* [Stated exercise]
Arrange the stretch of the listing below from the line containing "Tag the light" through the line containing "Target: steel tube" as a Markdown table with columns Row and Line, omitting blank lines and pictures.

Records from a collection

┏━━

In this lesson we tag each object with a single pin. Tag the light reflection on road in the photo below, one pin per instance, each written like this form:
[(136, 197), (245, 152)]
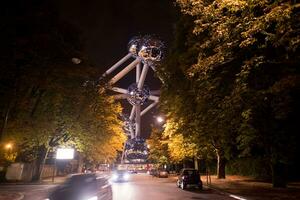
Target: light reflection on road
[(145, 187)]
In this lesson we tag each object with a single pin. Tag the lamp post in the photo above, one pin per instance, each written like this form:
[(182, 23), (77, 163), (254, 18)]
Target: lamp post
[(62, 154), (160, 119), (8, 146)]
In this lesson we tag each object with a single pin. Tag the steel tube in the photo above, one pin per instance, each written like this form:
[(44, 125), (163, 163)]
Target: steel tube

┗━━
┏━━

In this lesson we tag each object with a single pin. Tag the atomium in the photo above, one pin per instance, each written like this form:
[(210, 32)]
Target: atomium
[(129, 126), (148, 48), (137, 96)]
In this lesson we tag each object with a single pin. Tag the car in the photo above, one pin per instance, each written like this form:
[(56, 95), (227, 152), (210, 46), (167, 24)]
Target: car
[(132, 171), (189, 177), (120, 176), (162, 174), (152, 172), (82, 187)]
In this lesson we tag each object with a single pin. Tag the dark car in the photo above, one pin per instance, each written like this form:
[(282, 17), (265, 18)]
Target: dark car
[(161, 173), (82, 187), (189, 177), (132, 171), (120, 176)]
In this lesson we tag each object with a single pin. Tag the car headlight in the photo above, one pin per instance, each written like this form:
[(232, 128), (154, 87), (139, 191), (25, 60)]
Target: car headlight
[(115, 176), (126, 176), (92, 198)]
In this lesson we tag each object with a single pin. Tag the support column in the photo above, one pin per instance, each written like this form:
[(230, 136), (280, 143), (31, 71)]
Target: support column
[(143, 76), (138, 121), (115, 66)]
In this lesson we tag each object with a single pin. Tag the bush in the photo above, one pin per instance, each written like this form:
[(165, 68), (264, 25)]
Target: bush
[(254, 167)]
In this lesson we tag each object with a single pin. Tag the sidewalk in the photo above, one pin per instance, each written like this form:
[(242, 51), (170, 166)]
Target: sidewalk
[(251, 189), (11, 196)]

┗━━

* [Written reply]
| Row | Line |
|---|---|
| 1 | In this lesson we tag each object with a single pin. Tag the light reflection on road in the photo below, one pin per instance, each written like this form: |
| 2 | [(136, 197), (245, 152)] |
| 3 | Target: light reflection on road |
| 4 | [(145, 187)] |
| 5 | In this lesson we tag each object with a single pin. Tag the lamp post in the photo above, one pin per instance, each written like this form: |
| 6 | [(182, 23), (77, 163), (254, 18)] |
| 7 | Target: lamp post |
| 8 | [(62, 154), (160, 119), (8, 146)] |
| 9 | In this lesson we tag each object with a single pin. Tag the steel tube in the photo above, one pin per instance, each written like this form: |
| 10 | [(44, 125), (163, 163)] |
| 11 | Target: steel tube |